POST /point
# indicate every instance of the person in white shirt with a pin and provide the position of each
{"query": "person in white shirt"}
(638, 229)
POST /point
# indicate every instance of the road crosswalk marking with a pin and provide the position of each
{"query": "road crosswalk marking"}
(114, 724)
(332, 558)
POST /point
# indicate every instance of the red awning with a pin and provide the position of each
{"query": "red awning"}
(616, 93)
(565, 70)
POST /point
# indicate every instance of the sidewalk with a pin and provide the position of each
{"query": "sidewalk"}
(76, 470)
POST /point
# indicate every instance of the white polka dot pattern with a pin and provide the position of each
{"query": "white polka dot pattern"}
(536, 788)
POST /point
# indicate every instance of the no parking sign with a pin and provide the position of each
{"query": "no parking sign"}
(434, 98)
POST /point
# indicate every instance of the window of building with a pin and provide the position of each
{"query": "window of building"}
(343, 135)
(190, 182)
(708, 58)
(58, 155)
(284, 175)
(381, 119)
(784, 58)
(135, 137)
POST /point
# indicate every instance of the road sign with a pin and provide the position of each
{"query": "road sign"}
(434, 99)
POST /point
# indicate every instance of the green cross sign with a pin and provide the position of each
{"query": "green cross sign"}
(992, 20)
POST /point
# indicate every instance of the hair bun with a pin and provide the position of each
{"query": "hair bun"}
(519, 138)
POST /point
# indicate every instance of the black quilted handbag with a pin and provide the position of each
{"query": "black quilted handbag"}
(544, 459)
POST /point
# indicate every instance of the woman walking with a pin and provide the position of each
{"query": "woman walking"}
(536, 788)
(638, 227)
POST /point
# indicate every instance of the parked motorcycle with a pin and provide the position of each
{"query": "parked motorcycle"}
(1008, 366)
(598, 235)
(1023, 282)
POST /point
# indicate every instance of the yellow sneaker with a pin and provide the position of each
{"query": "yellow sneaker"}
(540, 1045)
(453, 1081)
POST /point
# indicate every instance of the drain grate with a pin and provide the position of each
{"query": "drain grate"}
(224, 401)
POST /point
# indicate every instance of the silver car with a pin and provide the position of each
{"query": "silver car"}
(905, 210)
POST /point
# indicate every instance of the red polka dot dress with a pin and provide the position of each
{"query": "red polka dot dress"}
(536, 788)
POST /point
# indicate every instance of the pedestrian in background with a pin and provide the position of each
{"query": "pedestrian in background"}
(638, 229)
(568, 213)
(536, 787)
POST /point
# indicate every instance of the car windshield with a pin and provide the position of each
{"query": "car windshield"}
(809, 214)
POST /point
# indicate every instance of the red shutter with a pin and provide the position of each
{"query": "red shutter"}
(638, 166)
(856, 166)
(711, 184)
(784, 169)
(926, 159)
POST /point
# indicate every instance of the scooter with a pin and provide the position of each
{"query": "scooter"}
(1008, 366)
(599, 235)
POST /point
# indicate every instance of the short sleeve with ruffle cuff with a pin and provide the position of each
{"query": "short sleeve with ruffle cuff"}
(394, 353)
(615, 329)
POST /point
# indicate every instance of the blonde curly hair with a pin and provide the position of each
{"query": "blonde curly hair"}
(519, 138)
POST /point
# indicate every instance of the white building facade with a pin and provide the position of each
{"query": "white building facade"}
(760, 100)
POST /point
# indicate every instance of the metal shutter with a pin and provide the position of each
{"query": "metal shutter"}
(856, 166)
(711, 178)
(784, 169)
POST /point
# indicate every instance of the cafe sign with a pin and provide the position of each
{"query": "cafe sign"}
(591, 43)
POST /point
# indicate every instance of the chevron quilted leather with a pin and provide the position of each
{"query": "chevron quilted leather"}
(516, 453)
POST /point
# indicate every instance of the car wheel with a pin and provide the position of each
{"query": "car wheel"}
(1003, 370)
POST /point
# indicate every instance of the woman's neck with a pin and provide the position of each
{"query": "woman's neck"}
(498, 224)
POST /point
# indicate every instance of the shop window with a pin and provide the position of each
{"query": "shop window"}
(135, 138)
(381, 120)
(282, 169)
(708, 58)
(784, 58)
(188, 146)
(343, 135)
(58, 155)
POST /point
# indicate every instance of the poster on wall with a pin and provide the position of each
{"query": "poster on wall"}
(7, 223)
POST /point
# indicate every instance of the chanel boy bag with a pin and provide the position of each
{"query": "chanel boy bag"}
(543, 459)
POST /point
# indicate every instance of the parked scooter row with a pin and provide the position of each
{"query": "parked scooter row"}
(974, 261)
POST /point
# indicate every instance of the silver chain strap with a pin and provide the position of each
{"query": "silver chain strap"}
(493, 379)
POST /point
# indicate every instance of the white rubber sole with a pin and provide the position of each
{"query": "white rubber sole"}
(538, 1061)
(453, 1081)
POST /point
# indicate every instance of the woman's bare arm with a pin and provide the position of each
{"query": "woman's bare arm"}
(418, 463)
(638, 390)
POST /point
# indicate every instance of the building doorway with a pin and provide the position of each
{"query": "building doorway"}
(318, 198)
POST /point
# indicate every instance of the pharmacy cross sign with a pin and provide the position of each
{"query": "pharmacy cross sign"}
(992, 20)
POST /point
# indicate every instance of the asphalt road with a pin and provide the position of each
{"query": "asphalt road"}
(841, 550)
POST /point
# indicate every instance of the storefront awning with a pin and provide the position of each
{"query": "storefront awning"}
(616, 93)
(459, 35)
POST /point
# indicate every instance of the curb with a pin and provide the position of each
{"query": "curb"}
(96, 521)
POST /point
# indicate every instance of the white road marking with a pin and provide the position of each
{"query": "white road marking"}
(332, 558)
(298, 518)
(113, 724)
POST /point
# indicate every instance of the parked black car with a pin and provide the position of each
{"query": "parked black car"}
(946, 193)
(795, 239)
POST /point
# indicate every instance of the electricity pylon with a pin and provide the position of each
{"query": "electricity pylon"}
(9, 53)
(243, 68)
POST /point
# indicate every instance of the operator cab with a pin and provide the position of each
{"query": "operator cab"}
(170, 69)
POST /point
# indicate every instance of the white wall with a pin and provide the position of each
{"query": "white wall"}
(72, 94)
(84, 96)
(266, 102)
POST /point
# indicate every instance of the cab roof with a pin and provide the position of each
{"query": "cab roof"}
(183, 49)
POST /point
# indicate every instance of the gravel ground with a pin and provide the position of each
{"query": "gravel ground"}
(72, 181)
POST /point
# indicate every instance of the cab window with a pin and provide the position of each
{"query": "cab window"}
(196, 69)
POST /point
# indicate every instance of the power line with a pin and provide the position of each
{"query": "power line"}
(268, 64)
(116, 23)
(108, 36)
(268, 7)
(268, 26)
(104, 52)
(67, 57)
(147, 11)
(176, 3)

···

**TASK INSTRUCTIONS**
Output the complete data exactly as written.

**SOLUTION FOR THIS TASK**
POST /point
# indicate every instance of the person in white shirt with a pin and provide the position of each
{"query": "person in white shirt"}
(638, 229)
POST /point
# indicate every instance of the road crosswalk marking with a pin and provide the position of each
{"query": "road crosswalk marking"}
(114, 724)
(332, 558)
POST /point
# indicate every instance of the red awning with a pin and provide the position of each
{"query": "red awning"}
(616, 93)
(565, 70)
POST /point
# indicate every instance of the sidewalk with a pin and provide the position of each
{"query": "sidewalk"}
(76, 470)
POST /point
# indicate every instance of the white polka dot pattern with a pin and provide the position of each
{"query": "white polka dot pattern"}
(536, 788)
POST /point
# indicate every instance of the no parking sign with a pin and provide the position of each
{"query": "no parking sign"}
(434, 98)
POST /point
# indicate every instance of the window of building with a pin and provide the position of each
{"query": "window of building"}
(343, 135)
(190, 182)
(708, 58)
(58, 155)
(284, 175)
(381, 119)
(784, 58)
(135, 137)
POST /point
# indicate every instance of the road sign with a pin and provide the position of each
{"query": "road sign"}
(434, 99)
POST /point
# indicate every instance of the green cross sign with a pin and provide the position of each
{"query": "green cross sign"}
(992, 20)
POST /point
# indicate every instance of the hair bun with a pin and provide the position of each
{"query": "hair bun"}
(519, 138)
POST /point
# indicate every instance of the black quilted handbag with a pin and provide the position of each
{"query": "black quilted handbag"}
(544, 459)
POST /point
# indicate every instance of the woman walking with a pin and provide the position of each
{"query": "woman walking"}
(536, 788)
(638, 227)
POST /point
# indicate every instance of the parked motorcycle with a pin and provide the position of each
{"query": "parked motorcycle"}
(1008, 366)
(598, 235)
(1023, 282)
POST /point
# indicate every instance of the yellow sneaker with a pin and provide the position of each
{"query": "yellow sneaker"}
(540, 1045)
(453, 1081)
POST /point
# indicate every instance of the drain grate with a pin and provide the position of each
{"query": "drain grate"}
(224, 401)
POST /point
# indicate every instance of the silver car with a pin and provide the position of each
{"query": "silver car"}
(905, 210)
POST /point
# indicate every instance of the red polka dot dress with a pin and provide the position of each
{"query": "red polka dot dress"}
(536, 788)
POST /point
# indicate every instance of the pedestrian in background with a pin and provide the position of each
{"query": "pedestrian in background"}
(638, 229)
(568, 213)
(536, 787)
POST /point
# indicate every instance of the car windshield with a pin and provide the position of each
{"query": "car windshield"}
(809, 214)
POST /point
# indicate every instance of the red shutter with a pin and provide the position of each
{"query": "red shutter"}
(638, 166)
(856, 166)
(711, 184)
(784, 169)
(926, 159)
POST /point
# indicate every instance of the scooter with a pin and provide the position of each
{"query": "scooter"}
(1008, 366)
(599, 235)
POST /point
# indicate every instance of the short sleeve with ruffle cuff with a pin and provide the position of each
{"query": "short sleeve with ruffle cuff"}
(394, 353)
(615, 329)
POST /point
# indicate every instance of the blonde curly hair with a pin and provide the position of each
{"query": "blonde curly hair"}
(519, 138)
POST /point
# indicate every instance of the white building facade with a pin and provide the position of each
{"query": "white building facade"}
(760, 100)
POST /point
# indicate every instance of the metal shutter with a pin and provide the position of each
{"query": "metal shutter"}
(856, 166)
(711, 178)
(784, 169)
POST /point
# indicate every instance of the cafe sign with a pin and provide the position of each
{"query": "cafe sign"}
(591, 43)
POST /point
# indicate every instance of the chevron quilted leather with a pin and provide the position of each
{"query": "chevron quilted leather"}
(516, 453)
POST /point
# indicate every instance of the car wheel with a pin and provide the position of each
{"query": "car wheel"}
(1003, 370)
POST /point
# indicate every instance of the woman's neck with a pin and provide the position of each
{"query": "woman's neck"}
(498, 224)
POST /point
# indicate every instance of the shop window with a pin and provide the position of each
{"query": "shop window"}
(135, 138)
(381, 120)
(282, 169)
(708, 58)
(784, 58)
(188, 146)
(343, 135)
(58, 155)
POST /point
# indicate every instance of the poster on wall with a pin and provide the position of each
{"query": "poster on wall"}
(7, 223)
POST /point
# indicate every instance of the chanel boy bag with a pin and provide the position of each
{"query": "chanel boy bag"}
(543, 459)
POST /point
# indicate every instance of the parked scooter row with a pin and provide the position of each
{"query": "parked scooter row"}
(974, 261)
POST /point
# indicate every instance of the silver chain strap with a pin and provide the position of each
{"query": "silver chain strap"}
(493, 379)
POST /point
# indicate every instance of the white rubber sole with a pin and provide the position of each
{"query": "white rubber sole"}
(538, 1061)
(453, 1081)
POST /point
# indicate every instance of the woman's bare arm with a pin and provide the position of each
{"query": "woman's bare arm"}
(418, 463)
(638, 390)
POST /point
# indicate every instance of the building doorway with a pin and provide the position of each
{"query": "building doorway"}
(318, 198)
POST /point
# indicate every instance of the pharmacy cross sign with a pin and provide the position of each
{"query": "pharmacy cross sign"}
(992, 20)
POST /point
# indicate every instance of the asphalt road with a pin and provide the position of each
{"query": "asphalt road"}
(841, 550)
POST /point
# indicate every instance of the storefront awning with a pin and provide the position of each
{"query": "storefront awning"}
(616, 93)
(459, 35)
POST /point
# indicate every instance of the curb with a pin and provide the position of each
{"query": "curb"}
(96, 521)
POST /point
# indicate every instance of the white road marking with a pin and provide the position of each
{"query": "white road marking"}
(332, 558)
(298, 518)
(113, 724)
POST /point
# indicate every instance of the parked black car with a pin and provide the position of each
{"query": "parked black car"}
(946, 193)
(795, 239)
POST /point
# indicate every instance of the electricity pylon with a pin and provide the position of each
{"query": "electricity pylon"}
(9, 53)
(243, 68)
POST /point
# indicate every instance of the operator cab with a pin and provide the position of each
{"query": "operator cab"}
(170, 69)
POST /point
# indicate every instance of the white wall with a pin and provide the position of each
{"query": "white wall"}
(72, 94)
(84, 96)
(266, 102)
POST /point
# indicate every instance of the cab roof with a pin and provide the position of each
{"query": "cab roof"}
(183, 49)
POST /point
# indicate every instance of the gravel ground with a pin and provide the position of each
{"query": "gravel ground"}
(72, 181)
POST /point
# indicate every instance of the cab window with a pin and provide the position of each
{"query": "cab window"}
(196, 69)
POST /point
# indicate every instance of the power line with a pin and provide the position of each
{"query": "power line"}
(268, 64)
(116, 23)
(108, 36)
(268, 7)
(268, 26)
(104, 52)
(67, 57)
(147, 11)
(176, 3)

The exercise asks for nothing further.